- What this task involves: From the line that has "Can you find the neighboring" down to the final line of the listing below, transcribe every line exactly, and only those.

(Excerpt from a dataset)
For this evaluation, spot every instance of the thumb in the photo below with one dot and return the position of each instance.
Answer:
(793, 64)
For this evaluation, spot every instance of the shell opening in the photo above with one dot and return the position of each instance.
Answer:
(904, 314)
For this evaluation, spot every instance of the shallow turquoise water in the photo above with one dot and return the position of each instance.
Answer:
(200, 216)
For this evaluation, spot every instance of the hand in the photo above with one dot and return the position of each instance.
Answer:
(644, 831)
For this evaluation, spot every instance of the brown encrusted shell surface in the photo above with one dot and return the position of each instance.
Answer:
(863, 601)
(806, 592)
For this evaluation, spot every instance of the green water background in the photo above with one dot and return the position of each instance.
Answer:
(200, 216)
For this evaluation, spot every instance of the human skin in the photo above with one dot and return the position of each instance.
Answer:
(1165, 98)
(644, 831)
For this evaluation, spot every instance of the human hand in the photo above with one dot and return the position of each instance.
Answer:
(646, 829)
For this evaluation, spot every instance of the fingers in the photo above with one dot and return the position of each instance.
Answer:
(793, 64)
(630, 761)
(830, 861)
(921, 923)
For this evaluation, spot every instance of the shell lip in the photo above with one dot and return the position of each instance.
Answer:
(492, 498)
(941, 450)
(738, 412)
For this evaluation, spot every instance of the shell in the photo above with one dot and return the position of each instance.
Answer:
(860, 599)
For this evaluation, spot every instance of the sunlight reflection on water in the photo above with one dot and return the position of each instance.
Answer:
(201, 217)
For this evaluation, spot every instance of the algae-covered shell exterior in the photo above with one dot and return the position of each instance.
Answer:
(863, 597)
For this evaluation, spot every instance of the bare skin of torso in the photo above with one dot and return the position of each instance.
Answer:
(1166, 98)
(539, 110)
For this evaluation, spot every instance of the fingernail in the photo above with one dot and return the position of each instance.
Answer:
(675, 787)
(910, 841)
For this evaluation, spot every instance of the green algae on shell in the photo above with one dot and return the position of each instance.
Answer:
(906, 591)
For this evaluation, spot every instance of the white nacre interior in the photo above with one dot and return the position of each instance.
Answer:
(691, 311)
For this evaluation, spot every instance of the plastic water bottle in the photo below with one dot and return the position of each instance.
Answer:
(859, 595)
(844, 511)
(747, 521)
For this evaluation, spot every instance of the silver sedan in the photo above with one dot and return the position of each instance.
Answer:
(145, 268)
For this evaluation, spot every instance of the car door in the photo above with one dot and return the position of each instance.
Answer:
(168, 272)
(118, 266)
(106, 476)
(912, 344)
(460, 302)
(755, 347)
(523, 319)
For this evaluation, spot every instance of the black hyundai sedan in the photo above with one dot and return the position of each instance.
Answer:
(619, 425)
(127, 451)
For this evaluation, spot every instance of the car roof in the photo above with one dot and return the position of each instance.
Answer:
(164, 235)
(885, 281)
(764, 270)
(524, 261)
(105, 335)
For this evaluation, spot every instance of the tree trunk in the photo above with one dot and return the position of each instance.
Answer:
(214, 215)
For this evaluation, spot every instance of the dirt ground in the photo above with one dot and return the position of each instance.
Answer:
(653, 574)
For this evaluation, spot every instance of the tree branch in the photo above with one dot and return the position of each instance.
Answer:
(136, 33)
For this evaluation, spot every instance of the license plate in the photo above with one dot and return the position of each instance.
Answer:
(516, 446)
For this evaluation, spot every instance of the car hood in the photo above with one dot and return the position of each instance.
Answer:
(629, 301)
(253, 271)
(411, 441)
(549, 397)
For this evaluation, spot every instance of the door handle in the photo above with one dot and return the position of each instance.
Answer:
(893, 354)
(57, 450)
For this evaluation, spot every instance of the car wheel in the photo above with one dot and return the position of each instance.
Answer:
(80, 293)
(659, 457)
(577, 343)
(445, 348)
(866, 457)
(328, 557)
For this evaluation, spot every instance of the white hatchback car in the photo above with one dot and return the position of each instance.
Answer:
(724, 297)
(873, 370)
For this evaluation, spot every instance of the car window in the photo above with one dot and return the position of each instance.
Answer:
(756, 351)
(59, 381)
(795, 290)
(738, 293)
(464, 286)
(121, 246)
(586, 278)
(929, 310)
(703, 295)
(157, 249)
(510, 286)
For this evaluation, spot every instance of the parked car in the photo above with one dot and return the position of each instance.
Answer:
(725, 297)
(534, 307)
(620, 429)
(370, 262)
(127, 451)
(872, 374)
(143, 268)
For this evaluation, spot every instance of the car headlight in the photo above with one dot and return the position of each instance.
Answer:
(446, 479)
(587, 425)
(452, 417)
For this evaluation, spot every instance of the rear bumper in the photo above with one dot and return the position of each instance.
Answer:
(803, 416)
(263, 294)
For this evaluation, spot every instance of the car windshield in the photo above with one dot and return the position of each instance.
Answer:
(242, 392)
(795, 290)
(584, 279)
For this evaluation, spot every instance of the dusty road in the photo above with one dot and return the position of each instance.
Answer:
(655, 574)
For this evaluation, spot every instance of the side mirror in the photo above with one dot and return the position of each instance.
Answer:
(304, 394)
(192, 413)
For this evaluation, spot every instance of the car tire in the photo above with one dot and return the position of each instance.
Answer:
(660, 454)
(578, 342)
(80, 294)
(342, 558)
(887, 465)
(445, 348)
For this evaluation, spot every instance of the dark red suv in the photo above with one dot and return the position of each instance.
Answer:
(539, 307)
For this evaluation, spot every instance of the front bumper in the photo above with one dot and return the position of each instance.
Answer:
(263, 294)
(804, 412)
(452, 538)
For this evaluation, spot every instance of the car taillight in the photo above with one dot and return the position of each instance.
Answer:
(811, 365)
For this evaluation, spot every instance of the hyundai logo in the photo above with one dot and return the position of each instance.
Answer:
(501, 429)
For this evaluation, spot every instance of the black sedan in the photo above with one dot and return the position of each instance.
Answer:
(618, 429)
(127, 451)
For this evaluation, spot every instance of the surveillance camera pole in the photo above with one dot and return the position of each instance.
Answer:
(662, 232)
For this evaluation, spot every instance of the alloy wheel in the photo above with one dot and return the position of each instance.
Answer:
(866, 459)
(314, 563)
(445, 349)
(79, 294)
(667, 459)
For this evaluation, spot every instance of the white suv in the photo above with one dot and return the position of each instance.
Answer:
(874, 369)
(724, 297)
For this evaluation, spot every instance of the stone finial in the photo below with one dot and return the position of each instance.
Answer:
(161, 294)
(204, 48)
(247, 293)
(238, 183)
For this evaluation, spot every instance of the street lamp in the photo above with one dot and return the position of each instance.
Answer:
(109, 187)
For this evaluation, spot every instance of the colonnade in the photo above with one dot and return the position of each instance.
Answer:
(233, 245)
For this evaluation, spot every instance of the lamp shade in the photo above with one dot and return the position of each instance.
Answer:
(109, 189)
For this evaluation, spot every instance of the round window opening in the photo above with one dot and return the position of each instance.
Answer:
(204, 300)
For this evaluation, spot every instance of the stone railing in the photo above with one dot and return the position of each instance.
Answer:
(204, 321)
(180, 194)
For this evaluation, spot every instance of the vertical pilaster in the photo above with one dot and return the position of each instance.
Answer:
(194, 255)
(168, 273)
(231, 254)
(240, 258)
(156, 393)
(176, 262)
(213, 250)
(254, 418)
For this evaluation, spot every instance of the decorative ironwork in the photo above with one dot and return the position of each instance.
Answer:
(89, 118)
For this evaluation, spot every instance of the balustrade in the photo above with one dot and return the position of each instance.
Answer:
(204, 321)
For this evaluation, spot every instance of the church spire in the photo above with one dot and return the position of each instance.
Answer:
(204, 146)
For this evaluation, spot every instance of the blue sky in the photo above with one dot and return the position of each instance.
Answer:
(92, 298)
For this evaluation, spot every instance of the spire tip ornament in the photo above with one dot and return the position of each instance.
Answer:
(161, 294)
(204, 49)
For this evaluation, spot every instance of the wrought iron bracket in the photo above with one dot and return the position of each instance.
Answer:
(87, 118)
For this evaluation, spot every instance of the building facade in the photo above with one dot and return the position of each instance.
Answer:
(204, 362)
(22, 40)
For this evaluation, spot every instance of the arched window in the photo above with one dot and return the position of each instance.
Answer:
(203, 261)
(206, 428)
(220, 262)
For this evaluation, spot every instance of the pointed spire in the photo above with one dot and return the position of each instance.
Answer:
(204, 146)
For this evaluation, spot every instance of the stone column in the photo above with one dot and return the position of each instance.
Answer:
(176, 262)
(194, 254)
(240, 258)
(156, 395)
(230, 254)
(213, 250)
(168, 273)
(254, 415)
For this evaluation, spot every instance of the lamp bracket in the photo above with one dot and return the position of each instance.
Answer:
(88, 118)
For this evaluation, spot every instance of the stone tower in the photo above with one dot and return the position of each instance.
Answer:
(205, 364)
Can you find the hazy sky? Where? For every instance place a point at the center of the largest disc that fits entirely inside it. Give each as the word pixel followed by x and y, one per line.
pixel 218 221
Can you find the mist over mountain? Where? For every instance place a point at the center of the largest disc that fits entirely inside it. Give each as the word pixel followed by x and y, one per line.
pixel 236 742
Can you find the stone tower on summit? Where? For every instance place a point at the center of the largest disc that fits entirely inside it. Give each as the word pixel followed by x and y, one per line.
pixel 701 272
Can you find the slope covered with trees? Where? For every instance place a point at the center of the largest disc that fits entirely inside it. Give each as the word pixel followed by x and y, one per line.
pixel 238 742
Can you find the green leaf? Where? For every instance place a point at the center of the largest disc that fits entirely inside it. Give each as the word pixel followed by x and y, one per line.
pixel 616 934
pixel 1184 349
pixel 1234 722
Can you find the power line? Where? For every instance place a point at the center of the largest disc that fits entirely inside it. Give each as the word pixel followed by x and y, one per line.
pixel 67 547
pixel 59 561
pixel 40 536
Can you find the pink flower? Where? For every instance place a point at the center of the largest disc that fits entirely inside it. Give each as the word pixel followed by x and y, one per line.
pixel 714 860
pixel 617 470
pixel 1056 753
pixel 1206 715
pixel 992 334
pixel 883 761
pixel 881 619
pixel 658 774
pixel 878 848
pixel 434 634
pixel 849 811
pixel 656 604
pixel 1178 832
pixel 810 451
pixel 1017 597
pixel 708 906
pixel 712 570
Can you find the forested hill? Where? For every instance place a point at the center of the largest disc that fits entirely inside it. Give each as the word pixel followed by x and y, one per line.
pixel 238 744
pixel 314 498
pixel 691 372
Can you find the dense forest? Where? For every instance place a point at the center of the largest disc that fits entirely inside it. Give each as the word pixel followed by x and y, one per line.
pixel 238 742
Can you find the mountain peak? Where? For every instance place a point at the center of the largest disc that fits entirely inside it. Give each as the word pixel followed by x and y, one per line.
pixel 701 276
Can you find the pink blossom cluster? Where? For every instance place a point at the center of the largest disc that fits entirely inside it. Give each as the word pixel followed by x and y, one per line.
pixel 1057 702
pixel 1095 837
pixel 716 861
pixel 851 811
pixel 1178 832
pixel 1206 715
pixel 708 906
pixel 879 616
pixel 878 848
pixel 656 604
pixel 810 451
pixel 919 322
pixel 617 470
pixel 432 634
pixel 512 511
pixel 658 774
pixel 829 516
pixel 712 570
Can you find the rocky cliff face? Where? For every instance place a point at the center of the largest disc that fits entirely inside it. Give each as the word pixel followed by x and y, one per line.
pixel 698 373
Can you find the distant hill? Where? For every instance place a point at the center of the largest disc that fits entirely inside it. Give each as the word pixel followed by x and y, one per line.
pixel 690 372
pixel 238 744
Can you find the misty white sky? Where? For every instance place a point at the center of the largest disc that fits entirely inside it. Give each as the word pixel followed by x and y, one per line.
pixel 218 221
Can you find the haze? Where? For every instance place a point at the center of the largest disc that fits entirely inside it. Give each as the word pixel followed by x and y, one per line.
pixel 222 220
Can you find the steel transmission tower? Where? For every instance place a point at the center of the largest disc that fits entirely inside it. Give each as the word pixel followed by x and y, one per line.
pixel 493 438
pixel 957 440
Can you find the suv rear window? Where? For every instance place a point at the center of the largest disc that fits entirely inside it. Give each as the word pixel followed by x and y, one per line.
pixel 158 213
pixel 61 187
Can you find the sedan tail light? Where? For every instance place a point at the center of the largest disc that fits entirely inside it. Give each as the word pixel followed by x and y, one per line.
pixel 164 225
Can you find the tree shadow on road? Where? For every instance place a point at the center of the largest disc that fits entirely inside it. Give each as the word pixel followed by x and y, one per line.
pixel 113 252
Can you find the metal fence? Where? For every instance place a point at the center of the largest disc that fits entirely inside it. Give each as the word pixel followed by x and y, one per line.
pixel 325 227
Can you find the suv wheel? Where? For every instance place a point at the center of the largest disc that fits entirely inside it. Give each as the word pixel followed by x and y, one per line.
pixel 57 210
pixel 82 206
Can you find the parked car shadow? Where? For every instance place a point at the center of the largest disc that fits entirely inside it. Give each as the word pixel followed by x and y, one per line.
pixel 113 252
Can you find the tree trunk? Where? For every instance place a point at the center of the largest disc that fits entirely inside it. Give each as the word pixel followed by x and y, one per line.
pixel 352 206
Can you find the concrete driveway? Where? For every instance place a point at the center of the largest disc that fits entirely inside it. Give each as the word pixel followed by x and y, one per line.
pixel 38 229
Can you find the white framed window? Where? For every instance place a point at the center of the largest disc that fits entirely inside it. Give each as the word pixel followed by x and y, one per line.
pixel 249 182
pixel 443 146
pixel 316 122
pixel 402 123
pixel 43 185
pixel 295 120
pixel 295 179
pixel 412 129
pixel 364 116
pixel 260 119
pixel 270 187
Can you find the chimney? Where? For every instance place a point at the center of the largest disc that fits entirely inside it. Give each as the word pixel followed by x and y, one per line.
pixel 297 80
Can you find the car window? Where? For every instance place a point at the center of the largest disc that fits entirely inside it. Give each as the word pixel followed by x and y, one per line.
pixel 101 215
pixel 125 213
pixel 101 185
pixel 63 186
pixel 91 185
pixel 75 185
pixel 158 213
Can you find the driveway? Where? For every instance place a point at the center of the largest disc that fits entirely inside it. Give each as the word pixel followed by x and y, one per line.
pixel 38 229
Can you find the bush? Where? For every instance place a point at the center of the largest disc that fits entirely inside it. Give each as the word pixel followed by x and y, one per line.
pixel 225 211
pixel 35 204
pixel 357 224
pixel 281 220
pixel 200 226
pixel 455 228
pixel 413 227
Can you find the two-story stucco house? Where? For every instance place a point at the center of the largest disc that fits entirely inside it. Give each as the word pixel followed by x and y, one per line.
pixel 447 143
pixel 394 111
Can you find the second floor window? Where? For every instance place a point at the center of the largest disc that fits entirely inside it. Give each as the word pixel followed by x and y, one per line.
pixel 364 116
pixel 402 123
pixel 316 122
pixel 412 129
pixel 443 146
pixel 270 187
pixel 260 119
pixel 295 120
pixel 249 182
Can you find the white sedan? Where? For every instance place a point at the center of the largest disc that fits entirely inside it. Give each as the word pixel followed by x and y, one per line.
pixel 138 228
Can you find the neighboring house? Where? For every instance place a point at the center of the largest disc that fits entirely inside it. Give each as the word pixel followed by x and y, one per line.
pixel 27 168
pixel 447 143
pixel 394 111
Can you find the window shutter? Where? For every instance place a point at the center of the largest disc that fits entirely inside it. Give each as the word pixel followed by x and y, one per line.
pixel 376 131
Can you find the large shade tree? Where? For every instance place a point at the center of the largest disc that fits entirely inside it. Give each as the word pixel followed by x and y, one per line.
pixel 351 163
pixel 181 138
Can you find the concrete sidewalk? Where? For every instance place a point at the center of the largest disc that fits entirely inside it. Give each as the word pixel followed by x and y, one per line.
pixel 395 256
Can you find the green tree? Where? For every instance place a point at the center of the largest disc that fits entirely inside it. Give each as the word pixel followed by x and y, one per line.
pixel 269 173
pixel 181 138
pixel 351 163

- Output of the task:
Can you find the neighboring house? Where? For every instance place a point at the center of the largest disc that fits entirely inside it. Give each as the word pixel followed by x and y, one per line.
pixel 27 168
pixel 447 143
pixel 394 111
Can you find the window shutter? Where? For every instance place a point at the center of the largest disc that fits entirely inside it. Give each as the word pixel followed by x and y, one per line.
pixel 376 131
Can you find the large shade tree? Where? For every instance place a point at the center of the largest disc that fits entirely inside it. Give each as the word pixel followed by x and y, one per line.
pixel 351 163
pixel 181 138
Can you find the concrete sidewalk? Where? For every instance place a point at the center of the largest disc that fits entirely inside it. Give each as the word pixel followed by x and y, one per line.
pixel 395 256
Can you find the green tree? Where? For every instance place a point at the center of the largest disc that fits entirely inside it. Give each as the word pixel followed by x and y, one per line.
pixel 269 173
pixel 181 138
pixel 351 163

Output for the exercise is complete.